Assignment: Look through the entries for the string "cloud" and copy every line where it shows up.

────

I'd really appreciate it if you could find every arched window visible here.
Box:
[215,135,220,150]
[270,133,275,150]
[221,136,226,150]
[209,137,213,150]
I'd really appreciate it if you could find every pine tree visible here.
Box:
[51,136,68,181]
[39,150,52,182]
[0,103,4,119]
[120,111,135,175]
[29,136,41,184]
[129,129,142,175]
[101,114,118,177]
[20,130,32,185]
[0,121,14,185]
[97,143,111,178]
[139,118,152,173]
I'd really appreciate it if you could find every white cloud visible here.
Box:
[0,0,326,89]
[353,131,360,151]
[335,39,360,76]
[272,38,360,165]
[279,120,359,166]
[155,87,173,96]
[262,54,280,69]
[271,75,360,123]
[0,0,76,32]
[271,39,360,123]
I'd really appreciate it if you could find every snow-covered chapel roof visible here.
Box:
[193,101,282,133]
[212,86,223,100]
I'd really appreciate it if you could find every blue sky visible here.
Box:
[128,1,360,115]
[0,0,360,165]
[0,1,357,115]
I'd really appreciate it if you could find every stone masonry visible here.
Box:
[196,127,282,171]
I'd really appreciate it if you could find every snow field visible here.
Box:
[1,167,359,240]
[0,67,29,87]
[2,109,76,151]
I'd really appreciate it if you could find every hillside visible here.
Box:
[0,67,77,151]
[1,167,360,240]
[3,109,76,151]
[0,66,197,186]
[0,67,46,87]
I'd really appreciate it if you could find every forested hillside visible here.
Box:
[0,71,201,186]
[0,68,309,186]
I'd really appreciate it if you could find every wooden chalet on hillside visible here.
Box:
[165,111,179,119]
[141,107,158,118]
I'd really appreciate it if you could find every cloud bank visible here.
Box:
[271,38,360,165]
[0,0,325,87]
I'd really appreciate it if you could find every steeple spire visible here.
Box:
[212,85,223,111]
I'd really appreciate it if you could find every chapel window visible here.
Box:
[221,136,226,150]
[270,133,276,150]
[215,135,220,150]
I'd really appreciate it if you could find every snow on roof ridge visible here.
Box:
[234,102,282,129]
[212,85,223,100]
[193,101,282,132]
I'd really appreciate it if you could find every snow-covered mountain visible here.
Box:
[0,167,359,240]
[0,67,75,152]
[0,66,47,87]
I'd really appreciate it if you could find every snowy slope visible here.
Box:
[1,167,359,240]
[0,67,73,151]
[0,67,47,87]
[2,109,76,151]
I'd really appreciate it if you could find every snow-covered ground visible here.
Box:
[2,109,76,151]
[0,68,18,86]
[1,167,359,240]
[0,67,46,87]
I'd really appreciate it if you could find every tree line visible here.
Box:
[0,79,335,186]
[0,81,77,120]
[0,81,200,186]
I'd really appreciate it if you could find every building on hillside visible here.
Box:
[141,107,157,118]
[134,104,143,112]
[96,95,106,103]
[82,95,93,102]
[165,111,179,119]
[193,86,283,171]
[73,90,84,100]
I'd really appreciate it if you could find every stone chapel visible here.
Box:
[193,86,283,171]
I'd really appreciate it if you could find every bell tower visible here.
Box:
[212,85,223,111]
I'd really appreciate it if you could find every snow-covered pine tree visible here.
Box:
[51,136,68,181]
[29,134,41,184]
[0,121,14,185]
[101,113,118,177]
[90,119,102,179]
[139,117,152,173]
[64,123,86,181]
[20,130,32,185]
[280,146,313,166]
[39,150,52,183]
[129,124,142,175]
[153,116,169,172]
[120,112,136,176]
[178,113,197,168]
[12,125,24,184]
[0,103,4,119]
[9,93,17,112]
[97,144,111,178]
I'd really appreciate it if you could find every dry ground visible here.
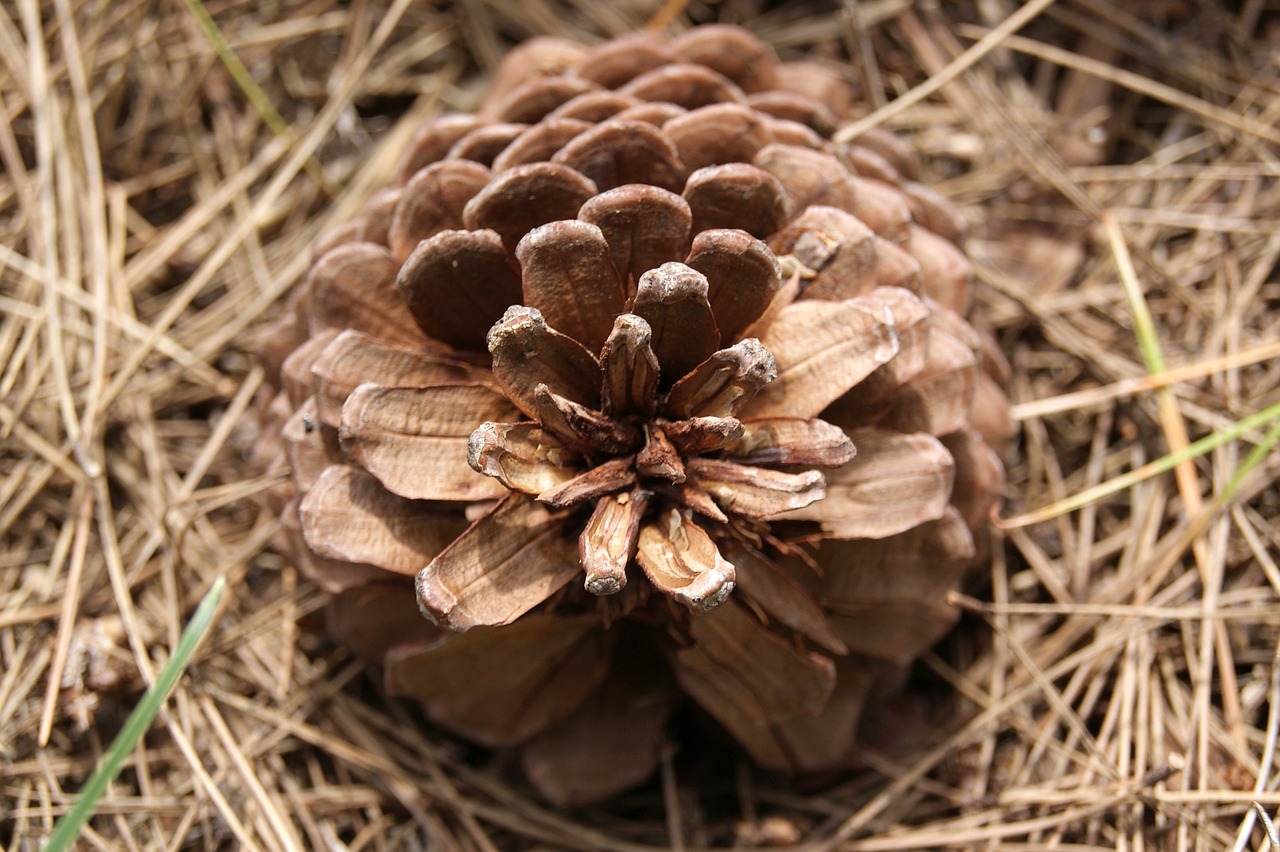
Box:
[2,0,1279,848]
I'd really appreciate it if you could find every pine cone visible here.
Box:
[256,25,1014,805]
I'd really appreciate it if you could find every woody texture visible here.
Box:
[255,24,1014,805]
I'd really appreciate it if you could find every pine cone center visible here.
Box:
[466,264,856,607]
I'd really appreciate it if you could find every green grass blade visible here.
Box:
[1108,210,1167,375]
[179,0,287,136]
[44,577,226,851]
[1222,415,1280,503]
[1001,399,1280,528]
[178,0,331,194]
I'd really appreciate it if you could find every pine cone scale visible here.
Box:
[415,496,580,631]
[516,220,627,352]
[298,466,466,574]
[783,429,956,539]
[675,599,836,725]
[340,382,515,502]
[744,298,901,419]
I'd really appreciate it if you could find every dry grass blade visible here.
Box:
[998,399,1280,528]
[2,0,1278,848]
[962,28,1280,148]
[832,0,1060,142]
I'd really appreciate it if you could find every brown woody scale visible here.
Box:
[255,25,1015,805]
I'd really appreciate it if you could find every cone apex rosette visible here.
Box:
[256,23,1014,805]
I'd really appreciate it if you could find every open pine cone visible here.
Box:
[255,25,1015,805]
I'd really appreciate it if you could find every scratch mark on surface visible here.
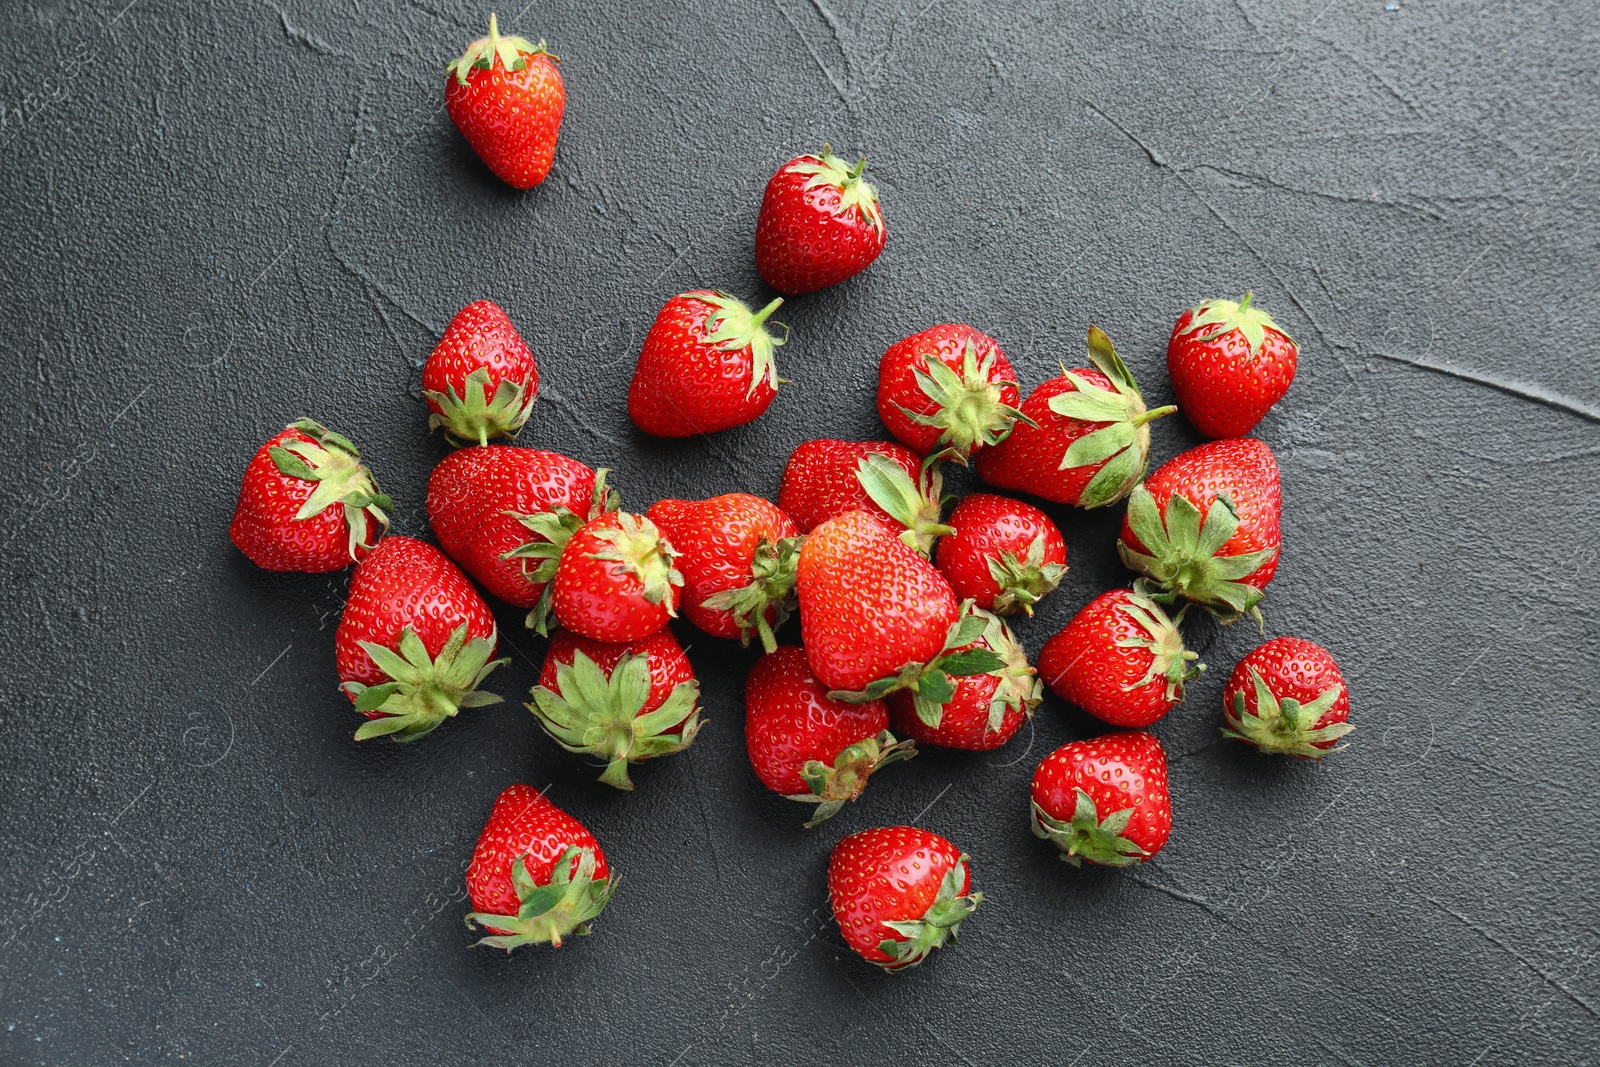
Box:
[278,10,346,57]
[108,383,153,428]
[250,643,294,686]
[775,0,851,106]
[1120,869,1219,915]
[265,1046,293,1067]
[909,781,953,823]
[1190,162,1443,221]
[1311,1033,1367,1066]
[1373,351,1600,423]
[110,782,153,826]
[1426,897,1600,1019]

────

Written solution:
I'd really appreciate it if you could find every white cloud visible here.
I'd really appreciate it if you could find every cloud bank visible here.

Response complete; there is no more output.